Given problem
Can you format the lines as a JSON list of strings, one string per line with blank lines left out? Start with the line containing "Draw the outline of every instance of the apartment" and go through the line containing "27], [37, 19]]", with both of those lines included.

Shape labeling entries
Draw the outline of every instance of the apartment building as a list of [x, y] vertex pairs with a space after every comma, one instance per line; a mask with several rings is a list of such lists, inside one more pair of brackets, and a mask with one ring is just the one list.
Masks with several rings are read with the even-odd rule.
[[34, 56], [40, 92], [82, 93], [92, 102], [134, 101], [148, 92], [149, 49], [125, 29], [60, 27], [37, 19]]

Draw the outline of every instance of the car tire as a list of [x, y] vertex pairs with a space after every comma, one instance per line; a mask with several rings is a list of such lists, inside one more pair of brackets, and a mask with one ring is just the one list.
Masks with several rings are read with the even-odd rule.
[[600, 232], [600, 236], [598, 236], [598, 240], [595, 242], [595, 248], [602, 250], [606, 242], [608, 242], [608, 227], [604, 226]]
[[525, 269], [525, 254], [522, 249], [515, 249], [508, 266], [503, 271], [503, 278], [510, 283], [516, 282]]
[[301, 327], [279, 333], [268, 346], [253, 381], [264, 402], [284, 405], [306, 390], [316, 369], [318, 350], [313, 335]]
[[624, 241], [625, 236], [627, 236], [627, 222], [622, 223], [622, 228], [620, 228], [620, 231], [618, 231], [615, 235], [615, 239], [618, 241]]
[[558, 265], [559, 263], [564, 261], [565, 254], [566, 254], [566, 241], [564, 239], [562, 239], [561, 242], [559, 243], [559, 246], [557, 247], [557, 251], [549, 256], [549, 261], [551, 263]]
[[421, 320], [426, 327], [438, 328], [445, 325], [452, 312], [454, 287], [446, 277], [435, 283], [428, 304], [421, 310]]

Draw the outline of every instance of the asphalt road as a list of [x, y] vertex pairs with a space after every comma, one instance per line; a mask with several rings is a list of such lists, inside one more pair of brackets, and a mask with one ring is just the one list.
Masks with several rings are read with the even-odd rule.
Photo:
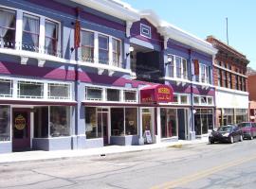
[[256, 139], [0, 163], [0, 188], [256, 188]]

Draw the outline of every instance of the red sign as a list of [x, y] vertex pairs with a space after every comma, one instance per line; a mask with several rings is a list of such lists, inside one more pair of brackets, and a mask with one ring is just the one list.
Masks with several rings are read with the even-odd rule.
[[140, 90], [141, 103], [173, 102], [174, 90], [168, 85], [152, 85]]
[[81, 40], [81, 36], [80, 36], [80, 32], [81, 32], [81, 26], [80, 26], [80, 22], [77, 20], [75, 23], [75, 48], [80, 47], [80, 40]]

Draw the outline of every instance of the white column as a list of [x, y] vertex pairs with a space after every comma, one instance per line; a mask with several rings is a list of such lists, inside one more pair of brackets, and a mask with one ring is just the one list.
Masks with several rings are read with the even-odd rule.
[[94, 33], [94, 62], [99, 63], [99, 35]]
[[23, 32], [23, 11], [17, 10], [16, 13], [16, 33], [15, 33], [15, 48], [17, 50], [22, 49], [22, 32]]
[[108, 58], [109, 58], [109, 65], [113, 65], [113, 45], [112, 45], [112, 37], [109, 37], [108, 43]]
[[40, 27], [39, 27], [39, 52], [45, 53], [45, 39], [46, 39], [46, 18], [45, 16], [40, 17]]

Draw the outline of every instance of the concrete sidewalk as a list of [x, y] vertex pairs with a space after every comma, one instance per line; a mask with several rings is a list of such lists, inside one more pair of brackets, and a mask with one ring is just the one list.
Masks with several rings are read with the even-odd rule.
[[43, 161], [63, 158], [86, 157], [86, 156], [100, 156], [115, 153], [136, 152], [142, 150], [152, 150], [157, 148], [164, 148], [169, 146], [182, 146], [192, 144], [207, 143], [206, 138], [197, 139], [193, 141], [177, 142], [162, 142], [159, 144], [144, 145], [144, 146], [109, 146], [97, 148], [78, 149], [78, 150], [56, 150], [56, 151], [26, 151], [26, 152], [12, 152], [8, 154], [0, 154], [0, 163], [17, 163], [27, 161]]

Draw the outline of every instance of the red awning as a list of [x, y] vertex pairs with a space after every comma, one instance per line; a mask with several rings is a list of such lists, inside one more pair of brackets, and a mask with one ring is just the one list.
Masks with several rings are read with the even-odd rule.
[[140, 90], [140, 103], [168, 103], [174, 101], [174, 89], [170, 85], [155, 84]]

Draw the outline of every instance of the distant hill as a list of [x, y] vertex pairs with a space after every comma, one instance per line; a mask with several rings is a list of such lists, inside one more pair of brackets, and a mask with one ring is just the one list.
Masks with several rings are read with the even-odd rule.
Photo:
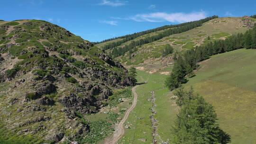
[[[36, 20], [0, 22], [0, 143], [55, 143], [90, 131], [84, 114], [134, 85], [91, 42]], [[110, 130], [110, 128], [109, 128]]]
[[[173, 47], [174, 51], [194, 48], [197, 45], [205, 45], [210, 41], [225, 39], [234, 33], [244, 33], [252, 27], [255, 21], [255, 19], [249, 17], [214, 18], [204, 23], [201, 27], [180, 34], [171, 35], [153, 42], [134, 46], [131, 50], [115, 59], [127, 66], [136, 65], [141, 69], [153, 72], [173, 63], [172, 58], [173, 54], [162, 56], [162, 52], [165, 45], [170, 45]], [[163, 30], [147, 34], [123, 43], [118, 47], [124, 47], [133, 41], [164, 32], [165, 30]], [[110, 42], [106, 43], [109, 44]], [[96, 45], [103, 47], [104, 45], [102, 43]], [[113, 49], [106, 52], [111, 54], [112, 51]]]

---

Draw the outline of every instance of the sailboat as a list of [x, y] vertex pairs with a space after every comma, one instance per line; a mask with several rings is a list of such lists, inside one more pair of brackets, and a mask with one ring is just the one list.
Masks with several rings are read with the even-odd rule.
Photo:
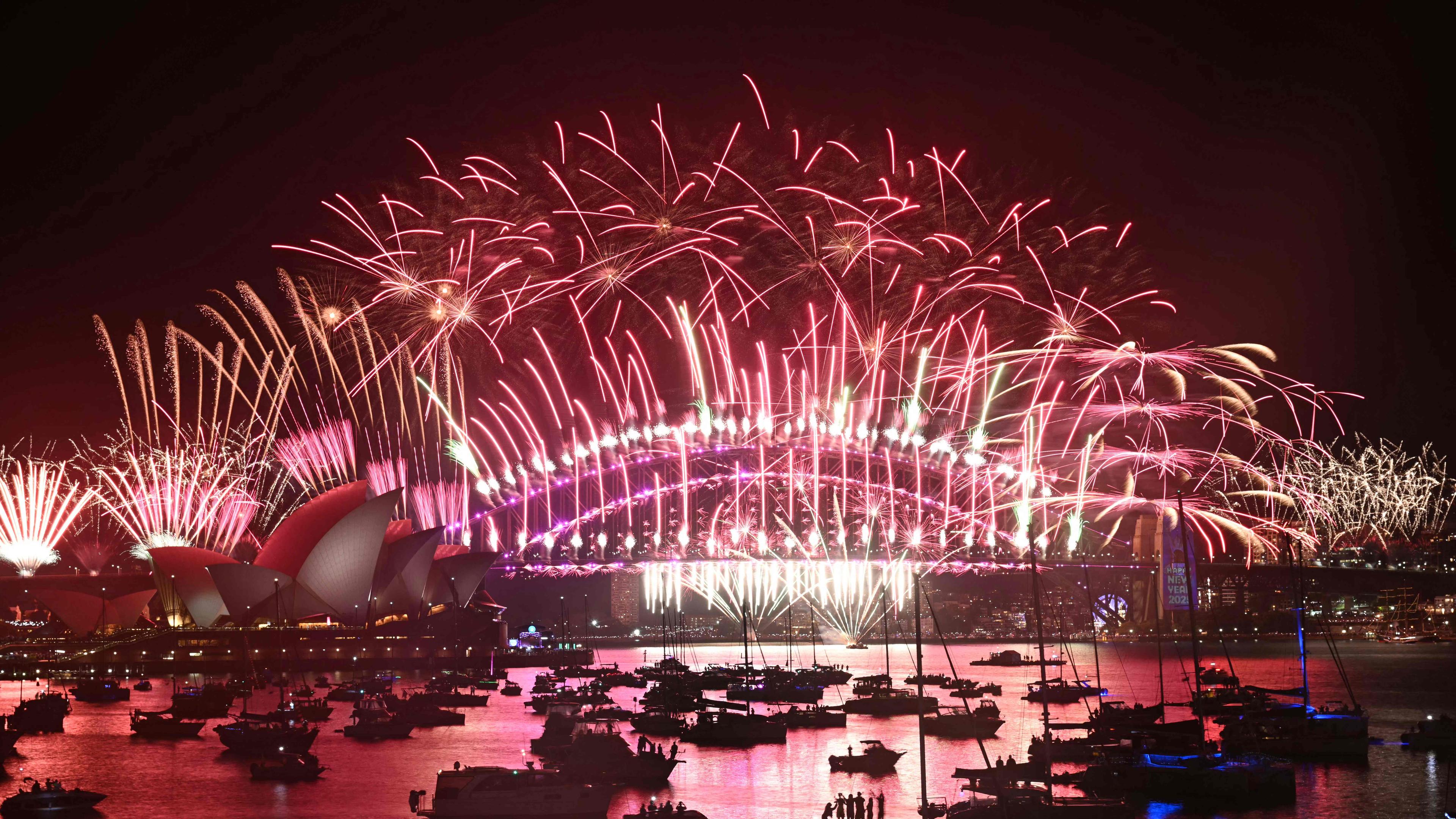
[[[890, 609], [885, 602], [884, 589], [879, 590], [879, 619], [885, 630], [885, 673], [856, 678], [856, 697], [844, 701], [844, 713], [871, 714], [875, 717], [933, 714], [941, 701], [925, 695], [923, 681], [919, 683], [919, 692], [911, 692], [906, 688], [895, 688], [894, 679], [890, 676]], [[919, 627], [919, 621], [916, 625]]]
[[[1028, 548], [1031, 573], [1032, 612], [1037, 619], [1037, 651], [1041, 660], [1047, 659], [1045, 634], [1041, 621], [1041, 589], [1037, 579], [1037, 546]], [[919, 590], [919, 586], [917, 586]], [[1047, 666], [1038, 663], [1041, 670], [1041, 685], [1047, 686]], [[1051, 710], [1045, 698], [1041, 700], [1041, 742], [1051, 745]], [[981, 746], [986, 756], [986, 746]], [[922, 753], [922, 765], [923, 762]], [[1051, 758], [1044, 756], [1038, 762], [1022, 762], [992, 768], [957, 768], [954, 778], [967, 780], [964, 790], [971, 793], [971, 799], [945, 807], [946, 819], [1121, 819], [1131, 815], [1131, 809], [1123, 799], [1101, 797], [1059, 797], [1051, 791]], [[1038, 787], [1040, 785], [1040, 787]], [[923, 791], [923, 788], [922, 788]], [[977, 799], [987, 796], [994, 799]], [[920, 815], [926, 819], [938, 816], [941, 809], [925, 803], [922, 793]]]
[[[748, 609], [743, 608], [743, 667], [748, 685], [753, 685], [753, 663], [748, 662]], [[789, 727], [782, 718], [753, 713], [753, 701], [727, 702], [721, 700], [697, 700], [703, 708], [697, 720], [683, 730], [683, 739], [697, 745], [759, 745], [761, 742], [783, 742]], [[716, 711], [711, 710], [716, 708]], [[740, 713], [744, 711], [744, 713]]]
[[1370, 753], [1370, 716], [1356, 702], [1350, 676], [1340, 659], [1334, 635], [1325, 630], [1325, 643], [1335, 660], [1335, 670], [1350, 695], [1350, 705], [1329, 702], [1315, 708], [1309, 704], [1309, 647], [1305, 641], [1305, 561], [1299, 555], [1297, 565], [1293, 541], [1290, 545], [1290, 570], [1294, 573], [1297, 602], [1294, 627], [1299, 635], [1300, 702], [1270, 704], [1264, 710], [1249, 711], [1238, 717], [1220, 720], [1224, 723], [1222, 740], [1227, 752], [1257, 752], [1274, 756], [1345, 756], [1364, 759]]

Answer for the task
[
  "Draw the outline of every instance of the apartment building as a list of [x, y] vertex pairs with a space after every comma, one instance per line; a mask with several rings is a list of such lists, inside one more pair of brackets, and a mask with one ring is just the one list.",
  "Masks with several rings are read with the even-odd rule.",
  "[[34, 56], [40, 92], [82, 93], [92, 102], [134, 101], [148, 92], [149, 49], [125, 29], [60, 27], [37, 19]]"
]